» Records supplied

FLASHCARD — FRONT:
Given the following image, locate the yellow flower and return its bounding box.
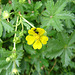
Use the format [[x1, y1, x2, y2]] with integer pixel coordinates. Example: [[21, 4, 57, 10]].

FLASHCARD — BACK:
[[26, 28, 48, 49]]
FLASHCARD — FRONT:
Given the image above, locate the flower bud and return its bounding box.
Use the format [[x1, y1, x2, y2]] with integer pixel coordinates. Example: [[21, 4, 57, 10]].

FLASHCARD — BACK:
[[2, 10, 10, 19]]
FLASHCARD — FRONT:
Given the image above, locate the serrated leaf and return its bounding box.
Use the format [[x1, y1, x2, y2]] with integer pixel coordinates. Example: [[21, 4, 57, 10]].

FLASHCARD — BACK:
[[15, 50, 24, 67], [23, 21, 30, 30], [34, 1, 42, 10], [55, 11, 74, 19], [61, 49, 71, 67], [1, 20, 13, 32], [46, 0, 54, 15], [68, 31, 75, 45], [54, 0, 67, 14], [0, 48, 12, 57], [0, 22, 3, 37], [46, 39, 63, 59], [52, 18, 63, 31]]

» Set problem
Retype every entry above word for word, leaving the image out.

» Solved problem
FLASHCARD — FRONT:
Given the following image, locate the yellow flower and return its bounding box.
Use the format [[x1, y1, x2, y2]] with integer pixel coordinates. Example: [[21, 4, 57, 10]].

FLASHCARD — BACK:
[[26, 28, 48, 49]]
FLASHCARD — FRONT:
Given the image above, locate the flower bud and return its bounding box.
Use the format [[x1, y1, x2, y2]] with integer pixel coordinates. Example: [[21, 4, 57, 10]].

FLASHCARD — BACK:
[[2, 10, 10, 19]]
FLASHCARD — FRONT:
Given the image above, locate the serrated leaf and return its bounding box.
Use the format [[x1, y1, x2, y2]] with integer pixel coordinates. Example: [[21, 4, 57, 10]].

FLASHCARD — BACK:
[[15, 50, 24, 67], [23, 21, 30, 30], [34, 1, 42, 10], [55, 11, 74, 19], [61, 49, 71, 67], [1, 20, 13, 32], [46, 0, 54, 15], [68, 31, 75, 45], [54, 0, 67, 14], [0, 48, 12, 57], [0, 22, 3, 37], [46, 39, 63, 59], [52, 18, 63, 31]]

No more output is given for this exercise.